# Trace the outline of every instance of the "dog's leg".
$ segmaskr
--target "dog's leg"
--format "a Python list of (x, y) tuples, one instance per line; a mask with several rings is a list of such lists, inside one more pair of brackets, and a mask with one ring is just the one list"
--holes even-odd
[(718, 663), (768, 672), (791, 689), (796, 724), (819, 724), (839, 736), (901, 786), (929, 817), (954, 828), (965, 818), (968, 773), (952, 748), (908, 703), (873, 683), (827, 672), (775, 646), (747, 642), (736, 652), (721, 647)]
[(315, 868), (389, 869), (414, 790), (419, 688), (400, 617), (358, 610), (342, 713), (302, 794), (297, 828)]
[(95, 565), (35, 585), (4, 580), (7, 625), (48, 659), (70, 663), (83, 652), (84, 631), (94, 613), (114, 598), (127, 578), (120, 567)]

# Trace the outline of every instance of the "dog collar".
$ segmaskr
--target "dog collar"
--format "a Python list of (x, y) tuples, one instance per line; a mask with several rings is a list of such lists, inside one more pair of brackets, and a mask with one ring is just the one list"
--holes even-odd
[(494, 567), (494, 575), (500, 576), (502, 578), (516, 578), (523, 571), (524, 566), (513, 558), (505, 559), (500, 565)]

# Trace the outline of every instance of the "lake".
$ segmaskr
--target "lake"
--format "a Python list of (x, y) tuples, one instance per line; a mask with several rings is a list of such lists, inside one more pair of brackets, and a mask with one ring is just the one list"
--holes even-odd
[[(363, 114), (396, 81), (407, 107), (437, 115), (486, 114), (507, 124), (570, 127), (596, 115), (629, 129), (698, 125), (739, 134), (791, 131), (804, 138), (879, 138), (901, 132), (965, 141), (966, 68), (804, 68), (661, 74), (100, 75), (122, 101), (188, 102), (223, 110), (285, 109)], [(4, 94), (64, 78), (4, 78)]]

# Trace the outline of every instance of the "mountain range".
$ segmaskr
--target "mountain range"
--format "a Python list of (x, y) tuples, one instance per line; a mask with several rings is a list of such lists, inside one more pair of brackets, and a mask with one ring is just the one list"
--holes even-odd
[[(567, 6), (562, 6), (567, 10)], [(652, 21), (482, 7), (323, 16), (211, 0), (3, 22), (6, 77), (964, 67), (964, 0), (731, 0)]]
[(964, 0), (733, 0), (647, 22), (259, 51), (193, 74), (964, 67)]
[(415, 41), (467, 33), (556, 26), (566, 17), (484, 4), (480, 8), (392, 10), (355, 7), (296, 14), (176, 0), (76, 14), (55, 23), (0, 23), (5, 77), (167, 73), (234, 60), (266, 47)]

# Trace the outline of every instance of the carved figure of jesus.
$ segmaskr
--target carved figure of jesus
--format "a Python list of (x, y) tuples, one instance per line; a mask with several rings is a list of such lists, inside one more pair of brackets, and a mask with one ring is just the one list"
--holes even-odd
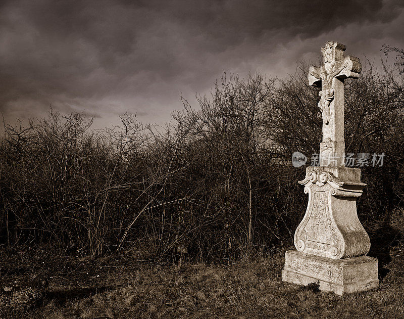
[[(327, 44), (328, 43), (327, 43)], [(335, 75), (341, 73), (345, 68), (348, 66), (348, 61), (344, 61), (339, 67), (337, 67), (332, 62), (332, 47), (327, 45), (325, 48), (324, 67), (317, 69), (319, 72), (313, 70), (312, 74), (318, 79), (321, 79), (321, 89), (319, 92), (320, 97), (318, 106), (323, 114), (323, 121), (326, 124), (330, 121), (330, 103), (334, 99), (334, 90), (332, 88), (332, 79)], [(330, 52), (330, 54), (328, 52)]]

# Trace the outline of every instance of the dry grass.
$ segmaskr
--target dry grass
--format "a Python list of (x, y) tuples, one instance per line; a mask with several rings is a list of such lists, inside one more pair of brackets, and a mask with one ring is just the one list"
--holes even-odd
[(60, 283), (51, 281), (49, 300), (24, 316), (53, 319), (402, 318), (404, 252), (400, 249), (391, 250), (380, 287), (362, 293), (338, 296), (283, 283), (286, 250), (283, 249), (269, 257), (231, 265), (116, 267), (109, 274), (102, 273), (93, 285), (97, 290), (56, 287)]

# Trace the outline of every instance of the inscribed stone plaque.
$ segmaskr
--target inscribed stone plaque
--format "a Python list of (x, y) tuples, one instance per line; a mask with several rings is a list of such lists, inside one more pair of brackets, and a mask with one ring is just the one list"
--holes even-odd
[(311, 214), (305, 230), (307, 240), (330, 245), (332, 232), (326, 210), (325, 201), (325, 192), (314, 194)]

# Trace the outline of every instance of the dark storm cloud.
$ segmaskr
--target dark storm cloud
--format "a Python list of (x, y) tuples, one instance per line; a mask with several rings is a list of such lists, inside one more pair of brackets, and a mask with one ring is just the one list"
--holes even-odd
[(144, 121), (162, 122), (180, 107), (181, 93), (192, 98), (196, 90), (206, 92), (223, 70), (261, 69), (282, 75), (293, 70), (296, 60), (316, 55), (328, 39), (349, 44), (349, 53), (378, 51), (385, 40), (399, 44), (402, 5), (348, 1), (4, 3), (0, 108), (10, 118), (41, 116), (52, 104), (63, 112), (85, 110), (102, 118), (103, 125), (126, 111), (137, 112)]

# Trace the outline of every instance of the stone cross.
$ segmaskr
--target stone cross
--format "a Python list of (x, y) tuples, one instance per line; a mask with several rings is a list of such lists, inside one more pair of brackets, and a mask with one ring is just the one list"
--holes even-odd
[(357, 213), (357, 199), (366, 184), (361, 181), (361, 169), (345, 167), (343, 161), (344, 79), (358, 78), (362, 68), (357, 58), (344, 57), (345, 49), (327, 42), (321, 49), (323, 65), (309, 69), (310, 85), (322, 88), (320, 166), (307, 167), (299, 181), (309, 201), (294, 233), (296, 249), (285, 253), (282, 274), (284, 282), (315, 283), (340, 295), (379, 286), (378, 262), (366, 256), (370, 240)]
[(310, 85), (321, 87), (318, 107), (323, 116), (323, 140), (320, 146), (320, 166), (345, 166), (344, 79), (358, 78), (362, 69), (359, 59), (344, 57), (344, 44), (329, 41), (321, 48), (323, 65), (311, 66)]

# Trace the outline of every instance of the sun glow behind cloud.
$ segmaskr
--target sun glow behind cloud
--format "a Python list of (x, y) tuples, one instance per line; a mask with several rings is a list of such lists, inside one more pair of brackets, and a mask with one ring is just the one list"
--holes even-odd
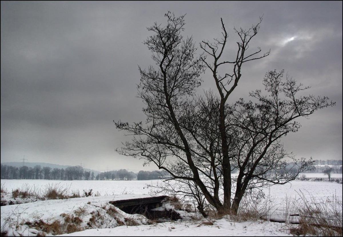
[(283, 42), (282, 42), (282, 45), (283, 45), (283, 46), (284, 46), (285, 45), (286, 45), (286, 44), (287, 43), (288, 43), (289, 42), (290, 42), (291, 41), (292, 41), (292, 40), (294, 40), (294, 39), (295, 39), (295, 38), (296, 37), (297, 37), (296, 36), (293, 36), (292, 37), (291, 37), (291, 38), (288, 38), (287, 39), (286, 39), (284, 40), (283, 41)]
=-=-=-=-=
WRITTEN TASK → Repeat verbatim the lines from the one holding "# Trace the outline of every instance of the stone" through the end of the listing above, both ends included, but not the pictures.

TASK RESPONSE →
# Trace the outline of every instance of the stone cross.
$ segmaskr
--target stone cross
--format "a Python list of (x, y) tuples, one instance per line; a mask with several rings is a list of such lists, inside one more pair of brackets, and a mask with one ring is just the one list"
--holes even-odd
[(357, 213), (357, 199), (366, 184), (361, 181), (361, 169), (345, 167), (343, 161), (344, 79), (358, 78), (362, 68), (357, 58), (344, 57), (345, 49), (327, 42), (321, 49), (323, 65), (309, 69), (310, 85), (322, 88), (320, 166), (307, 167), (299, 181), (309, 201), (294, 233), (296, 249), (285, 253), (282, 274), (284, 282), (315, 283), (340, 295), (379, 286), (378, 262), (366, 256), (370, 240)]
[(310, 85), (321, 87), (318, 107), (323, 116), (323, 140), (320, 146), (320, 166), (345, 166), (344, 79), (358, 78), (362, 69), (359, 59), (344, 57), (344, 44), (329, 41), (321, 48), (323, 65), (311, 66)]

# Trace the outline of every instance of the sun glow behind cloud.
$ segmaskr
--target sun glow behind cloud
--format "a Python list of (x, y) tuples, one instance per line; a mask with several rings is a list of such lists, inside one more pair of brackets, and a mask with one ring is just the one list"
--holes even-odd
[(283, 42), (282, 42), (282, 45), (283, 45), (283, 46), (284, 46), (285, 45), (286, 45), (286, 44), (287, 43), (288, 43), (289, 42), (290, 42), (291, 41), (292, 41), (292, 40), (294, 40), (294, 39), (295, 39), (295, 38), (296, 37), (297, 37), (296, 36), (293, 36), (292, 37), (291, 37), (291, 38), (288, 38), (287, 39), (286, 39), (284, 40), (283, 41)]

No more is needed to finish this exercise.